[Written problem] Rewrite the data from the line with "label: red climbing pants" up to and including the line with "top-left (225, 208), bottom-right (288, 285)", putting "sample" in place of "example" and keeping everything else the same.
===== Material for this task
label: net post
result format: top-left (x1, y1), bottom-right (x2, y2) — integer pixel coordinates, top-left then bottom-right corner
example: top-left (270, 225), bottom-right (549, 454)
==========
===== Material for this task
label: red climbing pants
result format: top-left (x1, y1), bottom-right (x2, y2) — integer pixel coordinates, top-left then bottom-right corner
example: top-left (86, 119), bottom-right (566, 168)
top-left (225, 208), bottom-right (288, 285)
==========
[Result of this exercise]
label: red climbing pants
result format: top-left (x1, y1), bottom-right (x2, y2) — integer pixel coordinates, top-left then bottom-right corner
sample: top-left (86, 119), bottom-right (566, 168)
top-left (225, 208), bottom-right (288, 285)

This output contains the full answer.